• **Problem A**: Pick out each line of the listing below that contains the word "bokeh", and copy those lines.

• **Source**:

•••

10:53AM, Wednesday 03 October 2012
Work is underway to transform a former barn into a temporary home for Beech Lodge School after council planners gave the green light.
The independent school is set to open in the building at Top Farm in Honey Lane, Hurley, for two years while the search continues to find a permanent site.
Founders Daniela Szmigielska and Emma Barklem gave the Advertiser a guided tour on Monday and said they were 'delighted' to have secured planning permission for the barn.
Daniela said: "We've had a fantastic response from people saying 'this is exactly what my child needs'."
The school will begin with no more than 10 children aged between nine and 13, but will eventually cater for seven to 16-year-olds who need a learning environment tailored to their needs.
Daniela, 48, said: "We're aware that what we are doing is very new and very innovative and we want to make sure that we get the fundamentals absolutely right first."

•••

• **Supplied data**:
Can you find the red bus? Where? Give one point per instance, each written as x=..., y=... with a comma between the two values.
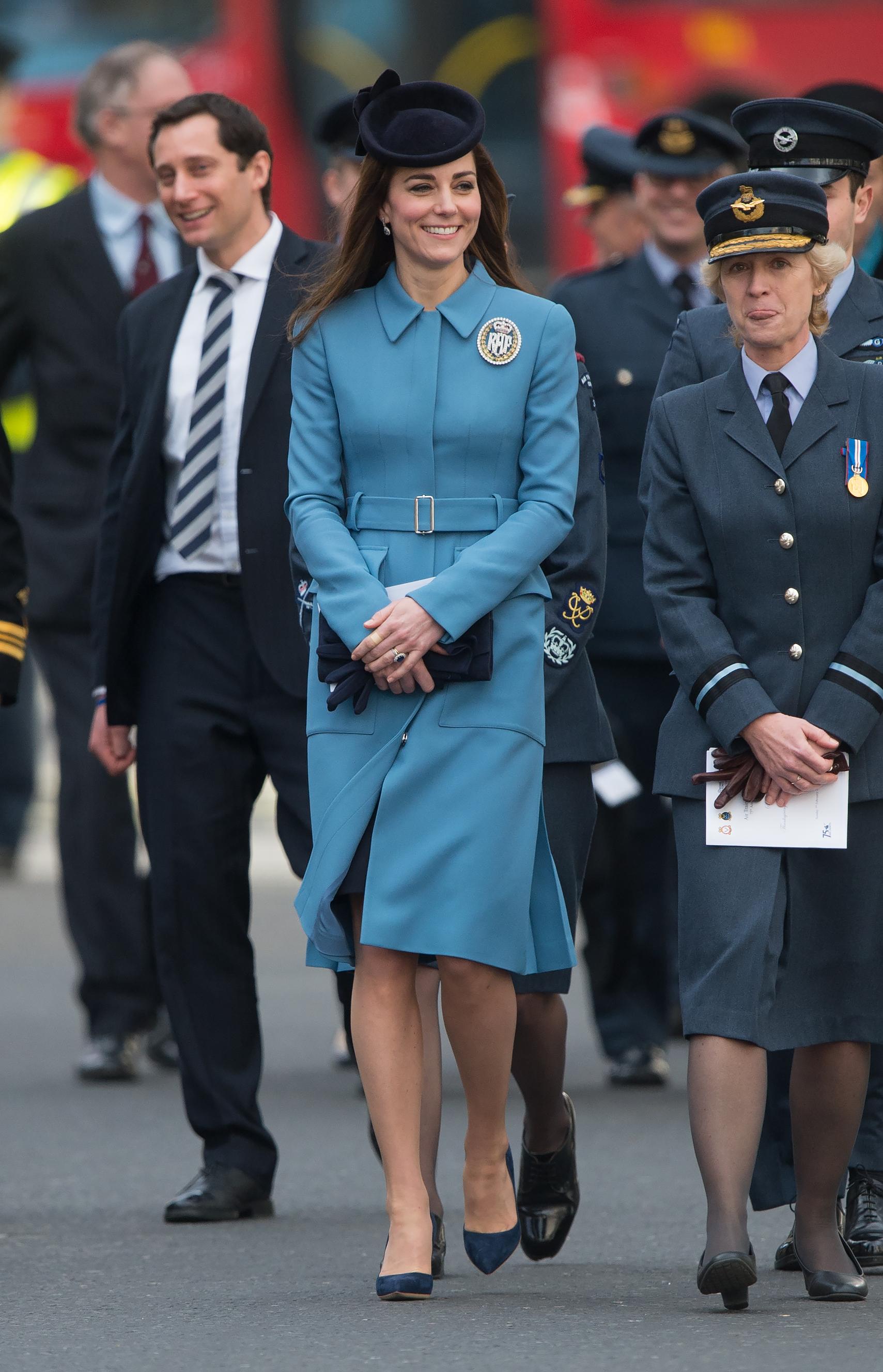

•••

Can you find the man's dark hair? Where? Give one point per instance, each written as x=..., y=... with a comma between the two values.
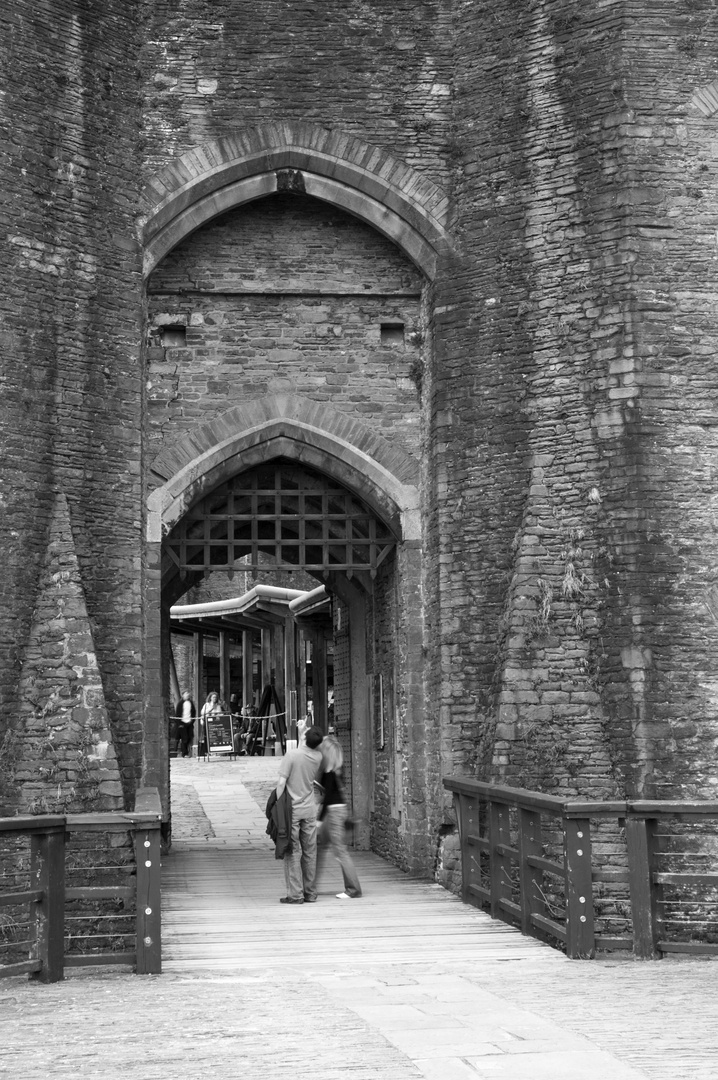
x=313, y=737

•••

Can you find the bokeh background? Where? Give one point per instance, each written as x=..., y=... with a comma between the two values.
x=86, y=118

•••

• **Problem B**: Transcribe the stretch of the school news report above from "The independent school" through "to their needs.".

• **Task response A**:
Can you find the bokeh background? Where? Give one point per instance, each written as x=..., y=... with a comma between the two values.

• **Task response B**:
The independent school is set to open in the building at Top Farm in Honey Lane, Hurley, for two years while the search continues to find a permanent site.
Founders Daniela Szmigielska and Emma Barklem gave the Advertiser a guided tour on Monday and said they were 'delighted' to have secured planning permission for the barn.
Daniela said: "We've had a fantastic response from people saying 'this is exactly what my child needs'."
The school will begin with no more than 10 children aged between nine and 13, but will eventually cater for seven to 16-year-olds who need a learning environment tailored to their needs.